▶ _Job_: Only the lines from the line holding "Exercise. Identify the hand holding" through the final line of the entries below are to be returned, exactly as they stand.

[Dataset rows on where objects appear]
|---|
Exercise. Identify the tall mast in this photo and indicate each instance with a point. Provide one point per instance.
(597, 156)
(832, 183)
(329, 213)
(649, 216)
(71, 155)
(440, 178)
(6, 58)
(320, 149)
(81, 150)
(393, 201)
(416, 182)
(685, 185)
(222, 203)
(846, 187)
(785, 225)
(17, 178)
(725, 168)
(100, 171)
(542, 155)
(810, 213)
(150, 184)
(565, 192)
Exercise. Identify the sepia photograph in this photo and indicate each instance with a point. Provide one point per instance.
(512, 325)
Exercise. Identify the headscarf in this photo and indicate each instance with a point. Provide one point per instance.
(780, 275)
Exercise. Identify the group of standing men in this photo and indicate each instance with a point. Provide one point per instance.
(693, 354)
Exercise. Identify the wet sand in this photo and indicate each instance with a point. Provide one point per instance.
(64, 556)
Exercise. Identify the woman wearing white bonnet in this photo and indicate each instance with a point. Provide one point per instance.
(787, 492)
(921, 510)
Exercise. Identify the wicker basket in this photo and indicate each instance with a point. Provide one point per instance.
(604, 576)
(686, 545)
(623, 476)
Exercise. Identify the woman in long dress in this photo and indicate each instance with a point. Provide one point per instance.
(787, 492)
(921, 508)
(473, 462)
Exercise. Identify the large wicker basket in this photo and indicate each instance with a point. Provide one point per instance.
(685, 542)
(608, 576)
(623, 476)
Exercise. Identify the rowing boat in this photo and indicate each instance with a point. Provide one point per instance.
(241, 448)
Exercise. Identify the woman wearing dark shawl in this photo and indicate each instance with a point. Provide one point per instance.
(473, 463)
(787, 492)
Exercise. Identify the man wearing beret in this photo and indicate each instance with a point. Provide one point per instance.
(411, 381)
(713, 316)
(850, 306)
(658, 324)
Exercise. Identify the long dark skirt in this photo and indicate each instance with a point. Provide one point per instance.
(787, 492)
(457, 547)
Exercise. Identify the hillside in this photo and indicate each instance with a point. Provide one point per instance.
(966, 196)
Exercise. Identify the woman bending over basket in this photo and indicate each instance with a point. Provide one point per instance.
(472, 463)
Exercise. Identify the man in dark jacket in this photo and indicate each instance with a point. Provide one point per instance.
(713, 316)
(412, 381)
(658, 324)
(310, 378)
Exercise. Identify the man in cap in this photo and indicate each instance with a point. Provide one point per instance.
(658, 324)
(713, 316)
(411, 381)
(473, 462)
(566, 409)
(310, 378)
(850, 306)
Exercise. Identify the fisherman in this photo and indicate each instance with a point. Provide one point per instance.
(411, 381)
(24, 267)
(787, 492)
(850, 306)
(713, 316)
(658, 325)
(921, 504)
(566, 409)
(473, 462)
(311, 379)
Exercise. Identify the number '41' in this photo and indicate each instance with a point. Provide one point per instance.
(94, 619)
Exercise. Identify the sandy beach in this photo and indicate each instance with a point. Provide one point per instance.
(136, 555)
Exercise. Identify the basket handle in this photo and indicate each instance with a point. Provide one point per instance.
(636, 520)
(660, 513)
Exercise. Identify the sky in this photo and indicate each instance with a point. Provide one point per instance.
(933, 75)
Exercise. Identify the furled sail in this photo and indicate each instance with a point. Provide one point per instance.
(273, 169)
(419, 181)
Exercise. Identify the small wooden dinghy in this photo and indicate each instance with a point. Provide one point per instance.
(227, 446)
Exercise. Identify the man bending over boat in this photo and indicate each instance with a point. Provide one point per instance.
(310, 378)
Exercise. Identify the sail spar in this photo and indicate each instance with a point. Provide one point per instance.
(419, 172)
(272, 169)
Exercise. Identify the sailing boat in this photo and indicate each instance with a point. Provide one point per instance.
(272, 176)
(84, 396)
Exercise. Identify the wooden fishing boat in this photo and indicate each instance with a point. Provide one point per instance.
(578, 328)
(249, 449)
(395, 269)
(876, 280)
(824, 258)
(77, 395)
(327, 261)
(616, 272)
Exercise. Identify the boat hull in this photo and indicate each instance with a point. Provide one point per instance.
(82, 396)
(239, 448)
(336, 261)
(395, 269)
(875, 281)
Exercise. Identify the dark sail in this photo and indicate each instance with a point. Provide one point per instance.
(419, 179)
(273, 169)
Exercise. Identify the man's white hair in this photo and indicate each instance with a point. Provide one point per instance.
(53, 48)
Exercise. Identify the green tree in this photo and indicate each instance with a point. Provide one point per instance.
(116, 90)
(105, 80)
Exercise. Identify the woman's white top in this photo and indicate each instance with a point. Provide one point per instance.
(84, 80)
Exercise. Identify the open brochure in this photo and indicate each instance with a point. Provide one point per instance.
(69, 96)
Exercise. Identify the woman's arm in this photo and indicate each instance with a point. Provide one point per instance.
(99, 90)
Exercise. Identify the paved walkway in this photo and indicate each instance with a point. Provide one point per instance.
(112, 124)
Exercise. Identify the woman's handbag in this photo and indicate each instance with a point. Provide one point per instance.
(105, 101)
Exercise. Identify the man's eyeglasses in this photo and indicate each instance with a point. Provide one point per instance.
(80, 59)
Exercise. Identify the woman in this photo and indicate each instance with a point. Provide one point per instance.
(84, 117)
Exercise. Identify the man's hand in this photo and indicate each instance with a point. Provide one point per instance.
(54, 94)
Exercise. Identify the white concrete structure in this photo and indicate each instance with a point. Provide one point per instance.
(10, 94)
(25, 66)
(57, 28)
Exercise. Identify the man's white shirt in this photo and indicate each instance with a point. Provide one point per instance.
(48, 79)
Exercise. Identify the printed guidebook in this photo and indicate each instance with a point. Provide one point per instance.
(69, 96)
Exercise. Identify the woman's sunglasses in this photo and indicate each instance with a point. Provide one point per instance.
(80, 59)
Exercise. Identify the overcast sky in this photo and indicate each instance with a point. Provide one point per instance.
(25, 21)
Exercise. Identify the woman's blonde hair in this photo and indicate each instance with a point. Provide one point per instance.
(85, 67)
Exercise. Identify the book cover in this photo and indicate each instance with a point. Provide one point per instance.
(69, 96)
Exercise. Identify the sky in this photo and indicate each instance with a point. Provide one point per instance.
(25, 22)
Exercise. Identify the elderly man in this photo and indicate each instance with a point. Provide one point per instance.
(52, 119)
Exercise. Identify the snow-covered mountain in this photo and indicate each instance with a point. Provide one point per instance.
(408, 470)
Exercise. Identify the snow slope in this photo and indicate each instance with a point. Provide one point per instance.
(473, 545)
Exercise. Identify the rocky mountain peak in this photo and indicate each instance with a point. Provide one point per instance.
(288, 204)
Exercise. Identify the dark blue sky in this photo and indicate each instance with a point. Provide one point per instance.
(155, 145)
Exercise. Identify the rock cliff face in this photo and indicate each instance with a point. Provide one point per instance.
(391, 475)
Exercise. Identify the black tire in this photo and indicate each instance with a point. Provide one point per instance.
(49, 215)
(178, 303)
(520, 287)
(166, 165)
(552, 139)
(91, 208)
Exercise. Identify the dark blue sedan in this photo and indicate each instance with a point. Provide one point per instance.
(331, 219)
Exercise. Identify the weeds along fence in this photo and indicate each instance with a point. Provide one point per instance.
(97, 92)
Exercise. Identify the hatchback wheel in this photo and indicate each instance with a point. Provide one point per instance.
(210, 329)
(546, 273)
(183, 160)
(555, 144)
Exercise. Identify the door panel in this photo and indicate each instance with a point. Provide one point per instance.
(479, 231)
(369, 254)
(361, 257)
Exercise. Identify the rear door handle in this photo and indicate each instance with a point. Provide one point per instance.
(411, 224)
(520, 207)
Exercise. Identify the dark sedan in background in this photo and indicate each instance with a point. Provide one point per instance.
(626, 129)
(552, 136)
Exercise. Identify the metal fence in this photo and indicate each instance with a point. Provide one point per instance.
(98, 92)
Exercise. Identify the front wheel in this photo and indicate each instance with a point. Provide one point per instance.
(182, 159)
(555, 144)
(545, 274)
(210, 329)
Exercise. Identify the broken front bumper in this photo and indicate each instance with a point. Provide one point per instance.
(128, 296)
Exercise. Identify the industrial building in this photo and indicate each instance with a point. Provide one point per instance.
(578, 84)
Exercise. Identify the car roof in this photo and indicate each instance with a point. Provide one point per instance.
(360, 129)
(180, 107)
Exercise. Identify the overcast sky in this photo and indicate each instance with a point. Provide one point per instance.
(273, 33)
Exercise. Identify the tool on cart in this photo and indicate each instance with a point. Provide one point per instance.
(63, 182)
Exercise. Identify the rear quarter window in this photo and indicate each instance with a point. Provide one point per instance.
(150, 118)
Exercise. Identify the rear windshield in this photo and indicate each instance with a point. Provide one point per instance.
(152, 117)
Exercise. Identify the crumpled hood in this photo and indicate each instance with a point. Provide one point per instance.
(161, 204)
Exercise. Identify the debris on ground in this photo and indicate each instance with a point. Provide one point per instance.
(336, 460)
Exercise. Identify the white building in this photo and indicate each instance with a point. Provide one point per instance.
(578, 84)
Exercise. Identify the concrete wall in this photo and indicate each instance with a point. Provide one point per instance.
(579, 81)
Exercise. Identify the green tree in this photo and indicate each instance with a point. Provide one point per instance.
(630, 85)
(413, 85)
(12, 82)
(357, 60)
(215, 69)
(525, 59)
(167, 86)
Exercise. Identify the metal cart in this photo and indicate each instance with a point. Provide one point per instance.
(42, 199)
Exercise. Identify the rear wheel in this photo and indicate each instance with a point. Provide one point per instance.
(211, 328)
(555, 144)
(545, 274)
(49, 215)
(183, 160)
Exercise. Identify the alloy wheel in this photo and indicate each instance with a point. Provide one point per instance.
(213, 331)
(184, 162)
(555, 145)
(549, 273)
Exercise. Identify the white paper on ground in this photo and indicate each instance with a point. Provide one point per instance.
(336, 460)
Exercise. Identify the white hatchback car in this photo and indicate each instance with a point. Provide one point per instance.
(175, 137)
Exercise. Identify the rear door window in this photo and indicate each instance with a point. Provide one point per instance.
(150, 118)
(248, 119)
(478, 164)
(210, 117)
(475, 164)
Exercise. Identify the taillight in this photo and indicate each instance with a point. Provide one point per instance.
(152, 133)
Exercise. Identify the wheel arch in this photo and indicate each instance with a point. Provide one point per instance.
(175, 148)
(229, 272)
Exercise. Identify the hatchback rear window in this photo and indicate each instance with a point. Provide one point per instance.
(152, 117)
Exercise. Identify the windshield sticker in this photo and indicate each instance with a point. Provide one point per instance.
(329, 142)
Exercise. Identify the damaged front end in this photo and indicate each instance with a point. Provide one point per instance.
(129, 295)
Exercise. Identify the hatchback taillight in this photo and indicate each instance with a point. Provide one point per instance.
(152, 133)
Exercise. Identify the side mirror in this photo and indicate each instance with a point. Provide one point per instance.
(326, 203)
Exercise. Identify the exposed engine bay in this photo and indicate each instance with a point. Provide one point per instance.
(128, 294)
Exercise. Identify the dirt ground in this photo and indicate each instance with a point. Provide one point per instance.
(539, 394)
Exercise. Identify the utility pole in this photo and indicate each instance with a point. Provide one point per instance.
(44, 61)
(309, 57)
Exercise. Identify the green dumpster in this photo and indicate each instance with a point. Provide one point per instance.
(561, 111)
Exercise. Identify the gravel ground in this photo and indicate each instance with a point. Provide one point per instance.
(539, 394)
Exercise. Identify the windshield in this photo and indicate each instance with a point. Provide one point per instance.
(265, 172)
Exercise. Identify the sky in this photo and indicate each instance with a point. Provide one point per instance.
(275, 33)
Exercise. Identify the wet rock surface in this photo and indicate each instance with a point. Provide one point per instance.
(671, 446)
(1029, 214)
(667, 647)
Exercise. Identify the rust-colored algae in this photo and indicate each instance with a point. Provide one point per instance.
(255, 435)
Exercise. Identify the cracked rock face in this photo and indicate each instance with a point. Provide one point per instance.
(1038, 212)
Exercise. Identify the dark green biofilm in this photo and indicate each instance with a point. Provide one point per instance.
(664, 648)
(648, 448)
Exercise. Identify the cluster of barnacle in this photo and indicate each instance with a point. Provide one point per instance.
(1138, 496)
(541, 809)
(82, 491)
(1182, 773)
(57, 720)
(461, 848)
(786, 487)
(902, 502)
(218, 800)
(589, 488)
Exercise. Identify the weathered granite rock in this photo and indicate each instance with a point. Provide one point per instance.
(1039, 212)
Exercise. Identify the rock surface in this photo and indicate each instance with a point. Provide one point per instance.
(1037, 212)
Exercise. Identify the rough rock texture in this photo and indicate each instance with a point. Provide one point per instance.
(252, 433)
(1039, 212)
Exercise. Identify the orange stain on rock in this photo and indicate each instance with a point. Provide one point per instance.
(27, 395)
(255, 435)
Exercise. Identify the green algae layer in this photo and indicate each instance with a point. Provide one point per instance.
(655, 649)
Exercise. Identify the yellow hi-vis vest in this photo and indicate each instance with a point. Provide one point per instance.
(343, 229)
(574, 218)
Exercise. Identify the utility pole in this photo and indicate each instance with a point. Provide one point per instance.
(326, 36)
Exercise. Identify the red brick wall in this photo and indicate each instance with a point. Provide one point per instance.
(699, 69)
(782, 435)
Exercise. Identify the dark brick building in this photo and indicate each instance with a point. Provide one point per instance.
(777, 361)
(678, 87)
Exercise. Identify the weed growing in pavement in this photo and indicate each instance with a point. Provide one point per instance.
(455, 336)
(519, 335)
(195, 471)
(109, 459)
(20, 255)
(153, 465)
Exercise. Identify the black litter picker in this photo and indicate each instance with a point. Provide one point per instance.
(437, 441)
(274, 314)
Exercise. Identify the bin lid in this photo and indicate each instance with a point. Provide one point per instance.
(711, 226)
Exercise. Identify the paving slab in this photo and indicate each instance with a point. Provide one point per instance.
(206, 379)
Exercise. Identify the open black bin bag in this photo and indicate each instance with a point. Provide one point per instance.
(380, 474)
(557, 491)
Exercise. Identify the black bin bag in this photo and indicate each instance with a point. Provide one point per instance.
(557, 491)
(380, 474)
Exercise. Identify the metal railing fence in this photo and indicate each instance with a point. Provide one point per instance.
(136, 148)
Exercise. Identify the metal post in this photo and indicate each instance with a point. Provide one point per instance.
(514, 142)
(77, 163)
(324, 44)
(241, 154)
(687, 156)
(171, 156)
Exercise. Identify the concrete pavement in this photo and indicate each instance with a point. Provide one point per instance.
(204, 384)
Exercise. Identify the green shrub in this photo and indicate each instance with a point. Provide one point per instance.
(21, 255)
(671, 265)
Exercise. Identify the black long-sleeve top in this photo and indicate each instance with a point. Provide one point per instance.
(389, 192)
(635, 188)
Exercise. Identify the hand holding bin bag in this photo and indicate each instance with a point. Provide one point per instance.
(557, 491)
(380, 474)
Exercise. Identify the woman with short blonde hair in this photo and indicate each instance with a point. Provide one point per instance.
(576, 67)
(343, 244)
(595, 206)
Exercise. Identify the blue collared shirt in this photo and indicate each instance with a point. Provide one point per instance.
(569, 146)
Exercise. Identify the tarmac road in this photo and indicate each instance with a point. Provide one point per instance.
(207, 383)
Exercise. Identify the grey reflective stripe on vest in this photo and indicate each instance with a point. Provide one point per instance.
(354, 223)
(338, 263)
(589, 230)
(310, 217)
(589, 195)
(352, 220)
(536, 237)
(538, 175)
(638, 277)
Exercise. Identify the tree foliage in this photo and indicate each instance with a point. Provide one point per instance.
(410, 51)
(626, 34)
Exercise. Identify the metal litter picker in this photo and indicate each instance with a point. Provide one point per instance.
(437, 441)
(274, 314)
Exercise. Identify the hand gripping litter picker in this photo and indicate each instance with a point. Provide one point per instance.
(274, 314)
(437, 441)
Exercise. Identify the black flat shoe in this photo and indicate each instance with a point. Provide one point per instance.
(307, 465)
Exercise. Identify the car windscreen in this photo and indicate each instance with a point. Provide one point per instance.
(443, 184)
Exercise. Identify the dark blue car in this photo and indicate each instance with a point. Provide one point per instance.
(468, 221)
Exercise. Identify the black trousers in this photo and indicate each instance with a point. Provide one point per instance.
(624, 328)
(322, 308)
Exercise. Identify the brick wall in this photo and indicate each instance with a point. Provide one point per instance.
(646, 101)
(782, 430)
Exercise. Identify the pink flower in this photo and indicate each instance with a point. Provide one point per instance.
|---|
▶ _Solution to this problem_:
Exercise. Identify the hand holding bin bag in this photo and indicate each instance with a point. Provide one point per instance.
(557, 491)
(380, 474)
Exercise. Identify the woman with short blonde hair in this photo and indicate each instance with a point. Provide one point per instance.
(576, 67)
(343, 244)
(595, 206)
Exercise. Identify the blue collared shirt in this photo and indicate each instance with a point. Provide one point per instance.
(569, 146)
Exercise. Identify the tarmac road in this photo and indicate each instance with a point. Provide one point per instance.
(207, 383)
Exercise. Identify the grey reflective stripe on vest in this photo and indicate each instance with a point. Provide one point per instance.
(354, 223)
(338, 263)
(589, 230)
(310, 217)
(589, 195)
(352, 220)
(536, 237)
(538, 175)
(638, 277)
Exercise. Identify the tree foliage in this photo and indicate each instance with a point. Provide one point per instance.
(410, 51)
(626, 34)
Exercise. Identify the metal litter picker in this photo and indicate each instance with a point. Provide one point per instance.
(437, 441)
(274, 314)
Exercise. Identify the hand gripping litter picker in this photo and indicate each instance with a point. Provide one point per instance.
(274, 314)
(437, 441)
Exercise. Identify the black flat shoe in this photo and indicate each instance with a point. Provide one point per instance.
(307, 465)
Exercise. Identify the car windscreen in this photo and indicate each instance with a point. Provide one point per instance.
(443, 184)
Exercise. Identify the dark blue car in this photo and indicate each instance with a point. Provide one point per instance.
(468, 221)
Exercise. Identify the black trousers in this photo and indicate each instance with a point. Provide one point per instance.
(624, 328)
(322, 308)
Exercise. Identify the brick wall in this photo and indicate each instance with a point. Provide one point per instance.
(646, 101)
(782, 430)
Exercise. Identify the pink flower in this photo and indicate each instance with a point. Provide one point per instance.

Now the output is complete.